**Your objective:** What the response needs is every record, repeated verbatim, and no images.

== Input

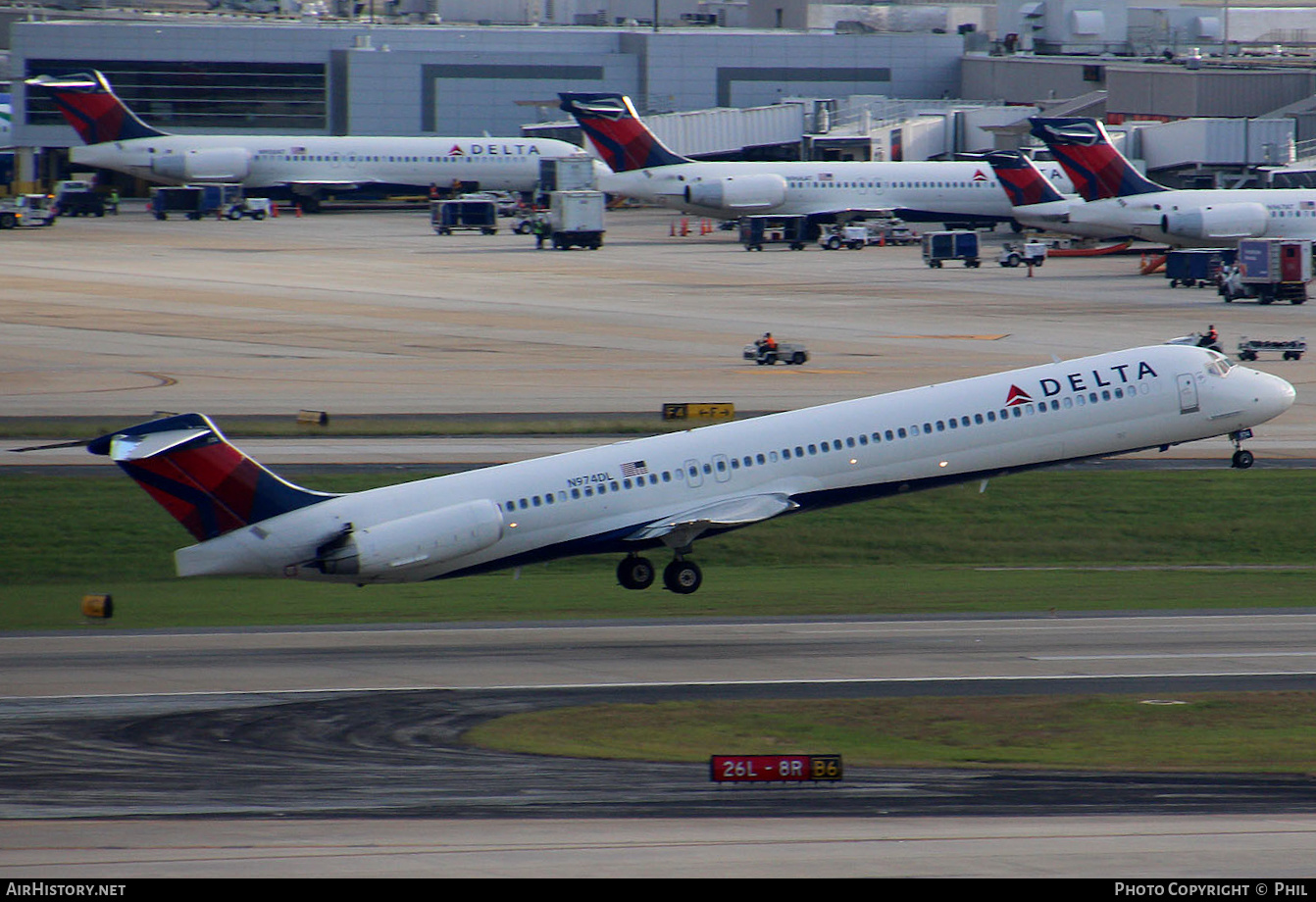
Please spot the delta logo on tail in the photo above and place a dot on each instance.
(1023, 181)
(207, 484)
(614, 127)
(1092, 163)
(93, 109)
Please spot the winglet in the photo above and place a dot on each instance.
(614, 126)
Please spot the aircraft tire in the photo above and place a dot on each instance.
(682, 576)
(635, 574)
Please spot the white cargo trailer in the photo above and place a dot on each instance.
(576, 219)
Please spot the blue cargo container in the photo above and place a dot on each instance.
(939, 246)
(1196, 267)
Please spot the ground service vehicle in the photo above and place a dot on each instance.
(1028, 253)
(886, 233)
(788, 353)
(257, 208)
(573, 173)
(1270, 270)
(1196, 266)
(27, 211)
(464, 215)
(758, 230)
(838, 237)
(958, 245)
(197, 201)
(1291, 349)
(576, 219)
(76, 200)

====

**Written solution:**
Please spot the delta logo on tail in the photo above and place a dot on each instance.
(1023, 181)
(207, 484)
(614, 127)
(1092, 163)
(93, 109)
Please spot the winglet in the photo above and place a dot on each instance.
(614, 126)
Please spot the aircraft tire in the photo above and place a dot on each instance.
(682, 576)
(635, 574)
Please spot the white cargo trailer in the photo above and place a dot on each instance.
(576, 219)
Please spot the blue cargo container in the photo above and place a dot on each instance.
(939, 246)
(1196, 267)
Please spot the ground service vehicle in the photo above and place a dot on each instance.
(1028, 253)
(886, 233)
(788, 353)
(257, 208)
(573, 173)
(1270, 270)
(1196, 266)
(27, 211)
(464, 215)
(758, 230)
(838, 237)
(958, 245)
(197, 201)
(1291, 349)
(576, 219)
(76, 200)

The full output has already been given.